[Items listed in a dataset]
==================================================
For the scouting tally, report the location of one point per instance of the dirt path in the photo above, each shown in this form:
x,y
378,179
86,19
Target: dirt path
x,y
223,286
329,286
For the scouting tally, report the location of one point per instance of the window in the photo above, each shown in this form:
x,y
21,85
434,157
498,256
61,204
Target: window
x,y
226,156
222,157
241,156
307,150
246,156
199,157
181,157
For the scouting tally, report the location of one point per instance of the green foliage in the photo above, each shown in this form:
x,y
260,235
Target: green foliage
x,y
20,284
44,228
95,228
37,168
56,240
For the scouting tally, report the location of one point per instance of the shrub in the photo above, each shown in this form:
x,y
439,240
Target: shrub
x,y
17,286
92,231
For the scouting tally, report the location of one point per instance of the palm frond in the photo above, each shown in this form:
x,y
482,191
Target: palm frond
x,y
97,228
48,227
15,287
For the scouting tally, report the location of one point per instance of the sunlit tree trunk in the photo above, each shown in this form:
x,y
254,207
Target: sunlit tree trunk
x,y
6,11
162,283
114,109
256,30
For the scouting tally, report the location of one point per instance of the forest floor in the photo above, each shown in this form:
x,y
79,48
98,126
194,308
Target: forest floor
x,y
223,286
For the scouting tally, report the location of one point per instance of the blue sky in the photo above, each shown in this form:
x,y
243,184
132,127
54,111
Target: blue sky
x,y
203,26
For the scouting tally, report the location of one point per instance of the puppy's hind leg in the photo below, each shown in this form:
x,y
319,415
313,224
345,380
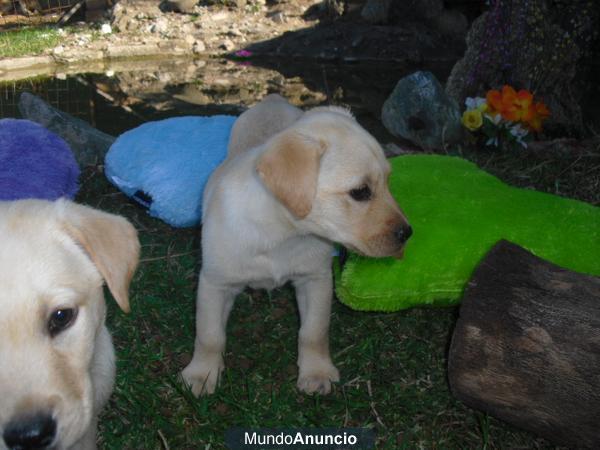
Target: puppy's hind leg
x,y
213,306
316,371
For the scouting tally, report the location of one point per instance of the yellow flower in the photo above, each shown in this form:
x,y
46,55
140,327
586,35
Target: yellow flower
x,y
472,119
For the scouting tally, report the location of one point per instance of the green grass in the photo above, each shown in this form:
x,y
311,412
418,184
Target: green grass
x,y
28,41
393,366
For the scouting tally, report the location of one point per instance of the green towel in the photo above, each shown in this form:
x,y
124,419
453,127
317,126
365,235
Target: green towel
x,y
458,212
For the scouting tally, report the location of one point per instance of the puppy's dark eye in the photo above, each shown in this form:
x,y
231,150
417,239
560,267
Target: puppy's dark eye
x,y
60,320
361,194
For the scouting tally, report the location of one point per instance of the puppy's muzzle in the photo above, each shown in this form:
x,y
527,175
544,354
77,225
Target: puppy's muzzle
x,y
33,432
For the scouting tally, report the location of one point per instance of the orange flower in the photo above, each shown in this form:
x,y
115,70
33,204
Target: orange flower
x,y
517,106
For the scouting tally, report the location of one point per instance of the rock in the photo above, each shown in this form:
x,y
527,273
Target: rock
x,y
160,26
419,110
277,17
376,11
227,45
538,45
88,144
181,6
198,47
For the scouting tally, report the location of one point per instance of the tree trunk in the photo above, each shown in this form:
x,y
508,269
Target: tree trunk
x,y
526,348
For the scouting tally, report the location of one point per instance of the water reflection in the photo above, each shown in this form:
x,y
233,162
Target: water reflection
x,y
118,96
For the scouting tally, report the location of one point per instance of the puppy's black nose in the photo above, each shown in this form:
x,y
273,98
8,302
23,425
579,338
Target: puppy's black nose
x,y
34,432
403,233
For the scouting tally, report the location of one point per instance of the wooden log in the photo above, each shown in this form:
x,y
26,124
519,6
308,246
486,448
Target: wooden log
x,y
526,347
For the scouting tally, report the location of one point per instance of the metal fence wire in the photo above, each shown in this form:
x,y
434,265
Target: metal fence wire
x,y
66,95
30,7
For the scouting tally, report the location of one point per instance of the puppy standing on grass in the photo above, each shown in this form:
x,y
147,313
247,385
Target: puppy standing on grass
x,y
57,362
293,183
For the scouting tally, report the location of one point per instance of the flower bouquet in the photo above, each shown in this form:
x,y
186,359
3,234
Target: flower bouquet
x,y
505,117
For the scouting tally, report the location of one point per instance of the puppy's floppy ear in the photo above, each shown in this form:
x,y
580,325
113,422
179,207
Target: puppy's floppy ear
x,y
289,168
111,243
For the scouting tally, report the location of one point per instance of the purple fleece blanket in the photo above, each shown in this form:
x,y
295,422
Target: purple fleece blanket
x,y
35,163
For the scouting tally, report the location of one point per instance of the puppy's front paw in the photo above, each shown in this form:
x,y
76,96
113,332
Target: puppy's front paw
x,y
317,378
202,375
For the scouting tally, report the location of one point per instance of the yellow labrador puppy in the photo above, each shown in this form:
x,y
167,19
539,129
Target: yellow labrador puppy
x,y
57,362
293,183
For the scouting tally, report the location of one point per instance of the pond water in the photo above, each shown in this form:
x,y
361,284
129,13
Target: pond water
x,y
120,96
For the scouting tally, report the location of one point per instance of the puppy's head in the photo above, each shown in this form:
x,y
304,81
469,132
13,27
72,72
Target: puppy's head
x,y
54,351
332,176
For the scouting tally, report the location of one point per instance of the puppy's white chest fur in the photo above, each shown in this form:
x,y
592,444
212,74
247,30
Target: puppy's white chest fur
x,y
292,259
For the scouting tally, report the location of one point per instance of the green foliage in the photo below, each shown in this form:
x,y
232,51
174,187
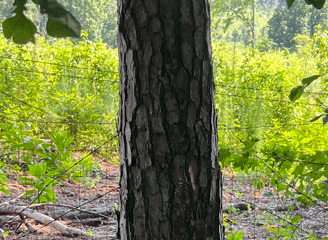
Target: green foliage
x,y
260,130
285,23
61,23
61,87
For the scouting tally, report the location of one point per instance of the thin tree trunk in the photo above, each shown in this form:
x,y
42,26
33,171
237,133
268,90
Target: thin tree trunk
x,y
171,184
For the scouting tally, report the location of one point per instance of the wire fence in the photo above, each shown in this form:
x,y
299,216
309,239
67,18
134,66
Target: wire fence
x,y
91,210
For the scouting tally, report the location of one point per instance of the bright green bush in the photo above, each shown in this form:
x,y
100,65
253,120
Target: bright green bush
x,y
61,86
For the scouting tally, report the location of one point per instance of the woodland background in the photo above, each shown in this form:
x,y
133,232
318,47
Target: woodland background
x,y
261,51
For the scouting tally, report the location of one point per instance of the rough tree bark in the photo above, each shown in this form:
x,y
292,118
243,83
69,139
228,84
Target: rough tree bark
x,y
171,184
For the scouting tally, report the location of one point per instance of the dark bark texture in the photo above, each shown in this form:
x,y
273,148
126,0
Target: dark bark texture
x,y
171,183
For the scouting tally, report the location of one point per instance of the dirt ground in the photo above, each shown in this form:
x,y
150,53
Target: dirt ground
x,y
255,223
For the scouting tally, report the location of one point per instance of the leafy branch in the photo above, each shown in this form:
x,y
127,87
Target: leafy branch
x,y
61,23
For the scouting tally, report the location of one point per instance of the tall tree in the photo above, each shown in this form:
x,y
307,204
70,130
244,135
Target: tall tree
x,y
171,184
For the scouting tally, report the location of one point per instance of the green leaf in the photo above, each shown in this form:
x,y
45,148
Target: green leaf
x,y
51,195
309,80
25,179
317,117
325,119
66,26
296,93
273,229
296,219
318,3
61,23
19,28
290,3
268,194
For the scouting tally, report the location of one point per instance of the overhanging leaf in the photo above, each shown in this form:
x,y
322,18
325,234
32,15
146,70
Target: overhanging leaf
x,y
61,22
325,119
317,117
267,194
296,219
19,28
309,80
66,26
290,3
296,93
318,3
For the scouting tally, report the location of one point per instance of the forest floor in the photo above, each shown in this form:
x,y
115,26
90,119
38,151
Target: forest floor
x,y
254,223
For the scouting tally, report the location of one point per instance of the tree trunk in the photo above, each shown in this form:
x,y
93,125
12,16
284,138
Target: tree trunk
x,y
171,183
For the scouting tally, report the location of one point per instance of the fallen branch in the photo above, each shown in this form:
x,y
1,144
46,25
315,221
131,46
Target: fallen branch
x,y
22,211
91,212
82,214
245,206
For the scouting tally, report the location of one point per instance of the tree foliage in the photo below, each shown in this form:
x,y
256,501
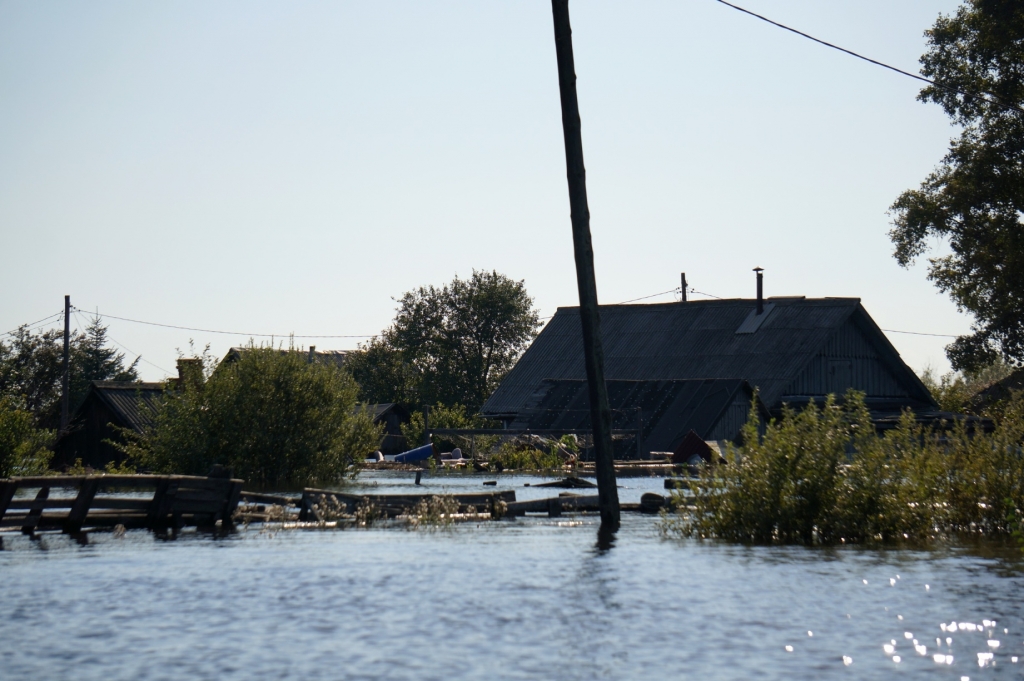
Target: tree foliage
x,y
449,345
25,450
824,475
974,200
32,368
272,417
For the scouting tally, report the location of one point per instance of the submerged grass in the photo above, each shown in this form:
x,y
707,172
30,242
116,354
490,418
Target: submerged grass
x,y
434,513
823,475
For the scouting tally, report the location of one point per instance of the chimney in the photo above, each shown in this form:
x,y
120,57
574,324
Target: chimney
x,y
761,290
189,372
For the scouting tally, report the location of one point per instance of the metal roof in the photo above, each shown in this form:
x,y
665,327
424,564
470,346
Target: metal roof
x,y
134,403
670,409
696,340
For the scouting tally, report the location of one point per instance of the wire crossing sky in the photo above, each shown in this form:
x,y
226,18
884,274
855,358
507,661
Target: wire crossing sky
x,y
299,166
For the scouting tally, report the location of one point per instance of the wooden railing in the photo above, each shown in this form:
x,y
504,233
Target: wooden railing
x,y
105,501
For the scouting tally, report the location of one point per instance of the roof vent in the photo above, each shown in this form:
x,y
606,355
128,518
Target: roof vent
x,y
761,290
758,315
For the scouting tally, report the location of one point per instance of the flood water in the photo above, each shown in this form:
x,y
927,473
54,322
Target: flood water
x,y
531,598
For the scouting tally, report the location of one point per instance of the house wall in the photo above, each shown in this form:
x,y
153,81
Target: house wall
x,y
85,439
848,360
727,428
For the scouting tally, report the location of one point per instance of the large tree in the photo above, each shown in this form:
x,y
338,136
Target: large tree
x,y
449,345
974,200
274,418
32,367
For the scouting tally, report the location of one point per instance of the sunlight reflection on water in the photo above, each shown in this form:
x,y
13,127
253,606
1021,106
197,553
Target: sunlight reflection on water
x,y
523,599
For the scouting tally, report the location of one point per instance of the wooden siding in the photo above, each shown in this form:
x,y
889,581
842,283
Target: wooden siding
x,y
848,360
732,420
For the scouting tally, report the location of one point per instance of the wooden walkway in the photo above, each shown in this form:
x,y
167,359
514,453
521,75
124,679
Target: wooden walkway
x,y
155,502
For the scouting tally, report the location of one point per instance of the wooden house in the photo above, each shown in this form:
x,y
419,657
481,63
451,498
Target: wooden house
x,y
693,366
107,403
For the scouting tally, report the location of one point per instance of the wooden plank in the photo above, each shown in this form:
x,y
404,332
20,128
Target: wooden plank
x,y
472,498
80,509
24,504
212,483
32,518
7,490
231,503
590,503
163,498
201,496
120,503
192,507
280,500
49,480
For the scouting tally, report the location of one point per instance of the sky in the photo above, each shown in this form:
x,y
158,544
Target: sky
x,y
294,167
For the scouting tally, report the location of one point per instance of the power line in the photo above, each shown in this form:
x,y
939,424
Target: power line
x,y
918,333
228,333
990,98
137,355
653,295
29,327
700,293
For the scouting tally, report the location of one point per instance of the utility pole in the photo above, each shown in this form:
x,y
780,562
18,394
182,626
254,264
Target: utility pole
x,y
66,380
600,413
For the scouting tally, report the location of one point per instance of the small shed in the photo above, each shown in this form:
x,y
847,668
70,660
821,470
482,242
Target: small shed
x,y
391,416
107,403
794,350
664,411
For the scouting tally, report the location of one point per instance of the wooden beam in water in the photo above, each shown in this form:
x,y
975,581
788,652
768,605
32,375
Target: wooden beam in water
x,y
35,512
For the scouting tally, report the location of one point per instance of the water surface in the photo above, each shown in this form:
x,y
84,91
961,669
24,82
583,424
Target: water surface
x,y
524,599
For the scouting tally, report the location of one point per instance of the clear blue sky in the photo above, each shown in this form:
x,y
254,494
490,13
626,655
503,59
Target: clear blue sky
x,y
276,167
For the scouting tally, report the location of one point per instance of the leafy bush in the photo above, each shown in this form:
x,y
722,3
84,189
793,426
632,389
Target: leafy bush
x,y
25,450
449,417
270,416
824,475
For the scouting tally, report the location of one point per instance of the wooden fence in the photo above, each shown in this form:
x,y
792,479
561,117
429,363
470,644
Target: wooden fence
x,y
104,501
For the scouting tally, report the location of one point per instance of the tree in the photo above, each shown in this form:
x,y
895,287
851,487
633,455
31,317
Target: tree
x,y
25,450
32,367
450,345
975,199
272,417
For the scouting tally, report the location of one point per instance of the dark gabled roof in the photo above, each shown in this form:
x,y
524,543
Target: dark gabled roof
x,y
698,340
670,409
998,391
134,403
382,410
336,357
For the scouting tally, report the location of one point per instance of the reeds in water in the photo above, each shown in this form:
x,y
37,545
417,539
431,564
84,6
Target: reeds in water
x,y
824,475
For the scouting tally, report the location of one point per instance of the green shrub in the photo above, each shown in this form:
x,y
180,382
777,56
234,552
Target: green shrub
x,y
25,450
824,475
512,456
273,418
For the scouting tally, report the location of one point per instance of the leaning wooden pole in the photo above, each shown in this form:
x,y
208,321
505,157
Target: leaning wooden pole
x,y
66,370
600,413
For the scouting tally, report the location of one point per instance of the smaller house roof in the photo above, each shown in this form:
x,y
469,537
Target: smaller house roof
x,y
382,410
134,403
669,409
336,357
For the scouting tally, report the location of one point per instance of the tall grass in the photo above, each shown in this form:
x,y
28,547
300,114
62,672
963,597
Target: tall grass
x,y
823,475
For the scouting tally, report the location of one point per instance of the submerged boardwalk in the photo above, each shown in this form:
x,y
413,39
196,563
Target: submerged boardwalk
x,y
155,502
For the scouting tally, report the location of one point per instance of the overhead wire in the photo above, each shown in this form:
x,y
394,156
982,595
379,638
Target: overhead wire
x,y
984,96
229,333
918,333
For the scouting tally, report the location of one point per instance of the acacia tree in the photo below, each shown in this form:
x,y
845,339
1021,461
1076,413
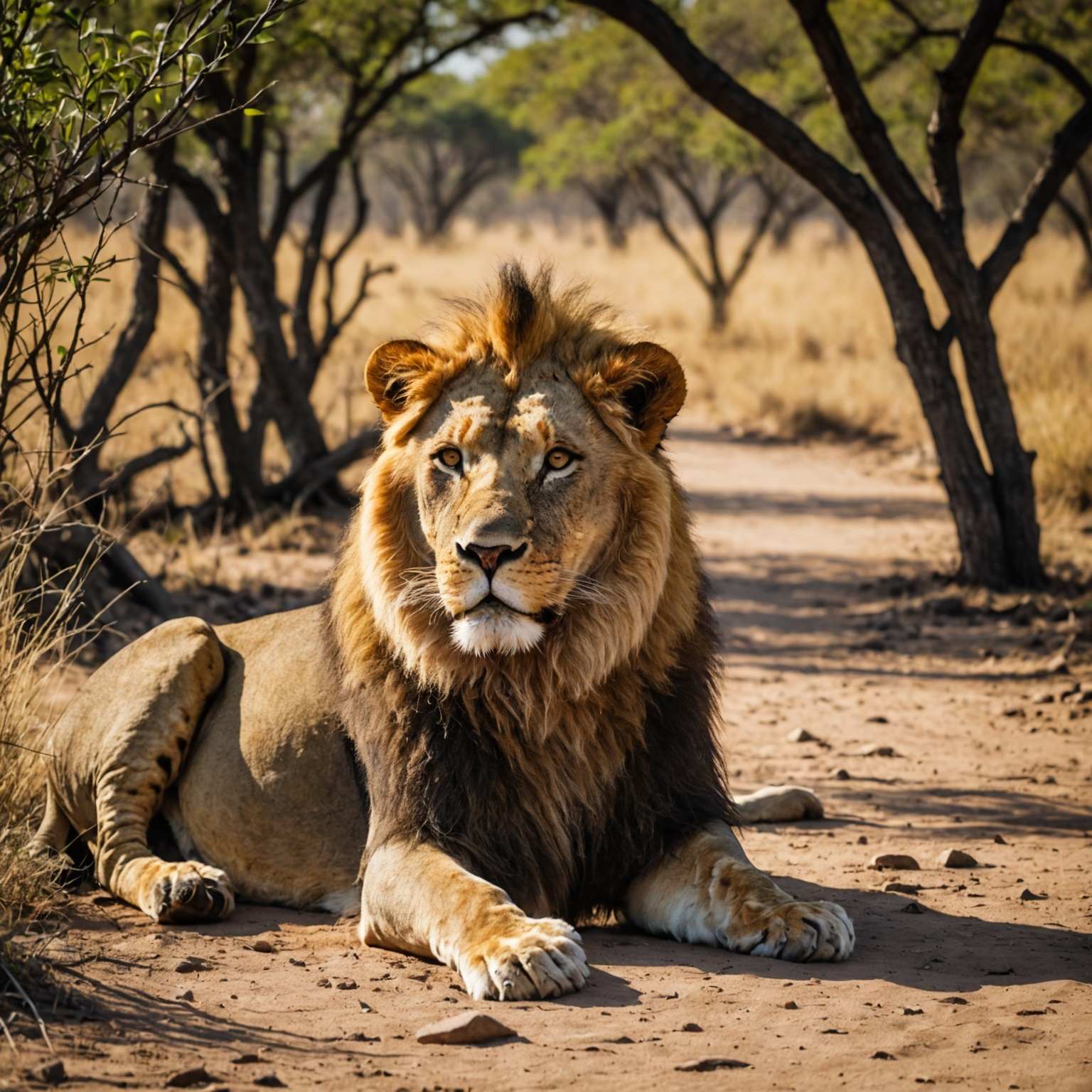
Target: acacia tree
x,y
440,143
79,100
277,171
994,507
609,118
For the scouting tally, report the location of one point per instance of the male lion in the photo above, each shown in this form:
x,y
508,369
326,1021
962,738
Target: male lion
x,y
508,703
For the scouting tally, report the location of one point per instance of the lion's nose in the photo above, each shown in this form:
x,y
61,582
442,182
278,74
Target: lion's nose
x,y
491,557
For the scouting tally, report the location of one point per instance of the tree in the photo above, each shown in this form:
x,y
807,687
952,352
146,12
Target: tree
x,y
609,118
79,100
277,173
994,508
440,144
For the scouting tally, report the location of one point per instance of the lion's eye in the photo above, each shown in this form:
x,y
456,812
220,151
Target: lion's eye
x,y
558,459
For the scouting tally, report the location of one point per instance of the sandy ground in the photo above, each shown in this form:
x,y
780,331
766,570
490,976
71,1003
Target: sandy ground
x,y
817,560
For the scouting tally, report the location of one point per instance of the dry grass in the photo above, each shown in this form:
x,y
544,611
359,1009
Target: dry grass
x,y
41,628
808,348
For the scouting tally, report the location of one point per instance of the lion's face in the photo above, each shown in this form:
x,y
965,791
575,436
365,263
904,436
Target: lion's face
x,y
517,494
520,499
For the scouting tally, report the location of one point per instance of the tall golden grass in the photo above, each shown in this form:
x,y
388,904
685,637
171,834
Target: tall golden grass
x,y
808,348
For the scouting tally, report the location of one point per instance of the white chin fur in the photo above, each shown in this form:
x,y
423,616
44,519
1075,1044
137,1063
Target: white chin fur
x,y
487,631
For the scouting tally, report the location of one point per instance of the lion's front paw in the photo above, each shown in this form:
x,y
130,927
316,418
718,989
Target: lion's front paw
x,y
795,931
529,958
191,892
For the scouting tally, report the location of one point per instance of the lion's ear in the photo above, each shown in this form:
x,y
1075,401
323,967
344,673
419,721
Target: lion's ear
x,y
392,370
650,383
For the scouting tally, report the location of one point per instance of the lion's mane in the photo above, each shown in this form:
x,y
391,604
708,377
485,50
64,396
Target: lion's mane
x,y
560,772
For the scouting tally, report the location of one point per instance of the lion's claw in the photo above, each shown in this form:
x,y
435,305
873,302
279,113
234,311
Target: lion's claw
x,y
541,959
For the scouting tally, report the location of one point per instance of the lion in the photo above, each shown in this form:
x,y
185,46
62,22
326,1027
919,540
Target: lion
x,y
500,723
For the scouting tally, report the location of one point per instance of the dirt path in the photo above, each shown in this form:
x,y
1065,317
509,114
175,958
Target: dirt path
x,y
965,983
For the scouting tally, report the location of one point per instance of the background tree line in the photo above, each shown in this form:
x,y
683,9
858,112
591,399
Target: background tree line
x,y
282,128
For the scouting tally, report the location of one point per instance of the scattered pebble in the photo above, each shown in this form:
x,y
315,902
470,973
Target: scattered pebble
x,y
189,1078
957,859
902,862
462,1029
802,737
53,1073
707,1065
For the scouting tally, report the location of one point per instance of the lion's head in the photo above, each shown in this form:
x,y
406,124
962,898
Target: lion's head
x,y
520,501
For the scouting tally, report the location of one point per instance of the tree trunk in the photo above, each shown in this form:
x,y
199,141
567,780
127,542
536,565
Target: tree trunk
x,y
242,459
717,307
94,421
1014,487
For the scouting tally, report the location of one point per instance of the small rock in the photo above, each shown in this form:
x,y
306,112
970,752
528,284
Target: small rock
x,y
189,1078
902,862
462,1029
878,751
957,859
707,1065
801,737
948,606
50,1074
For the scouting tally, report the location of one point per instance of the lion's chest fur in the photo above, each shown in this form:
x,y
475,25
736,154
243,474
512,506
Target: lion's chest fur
x,y
562,815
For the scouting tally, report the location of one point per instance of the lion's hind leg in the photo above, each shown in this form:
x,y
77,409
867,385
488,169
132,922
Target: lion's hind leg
x,y
122,745
778,804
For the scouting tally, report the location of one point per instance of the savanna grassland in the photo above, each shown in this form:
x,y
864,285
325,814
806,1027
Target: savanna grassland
x,y
808,350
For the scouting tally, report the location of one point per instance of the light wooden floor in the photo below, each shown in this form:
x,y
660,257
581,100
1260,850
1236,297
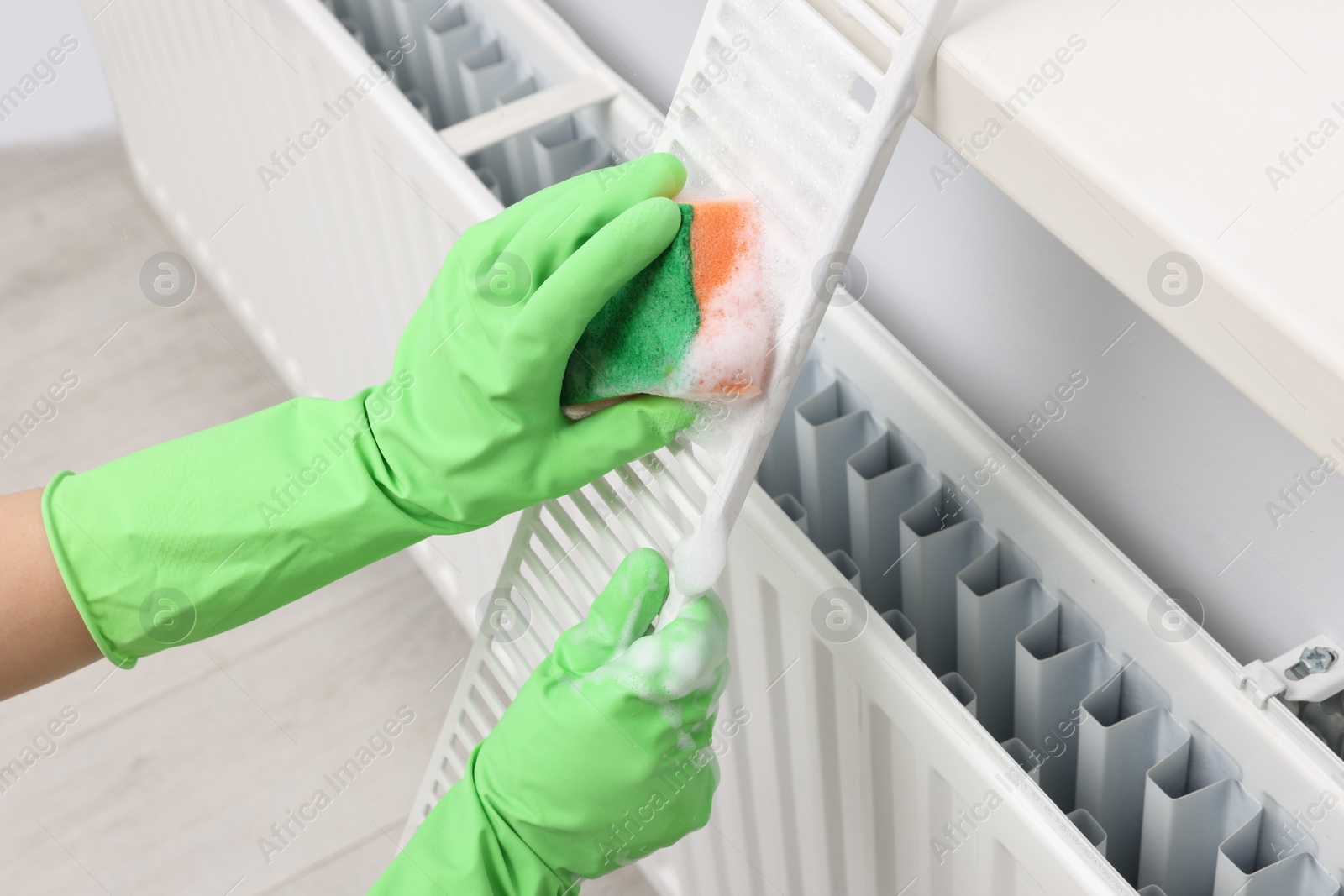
==================================================
→ Problem
Locate every line in the records above that contains the string "siding", and copy each of those lines.

→ Expected answer
For the scouting tally, report the location of one point per instance of the wooden siding in the photo above, each shown in this form:
Target: wooden siding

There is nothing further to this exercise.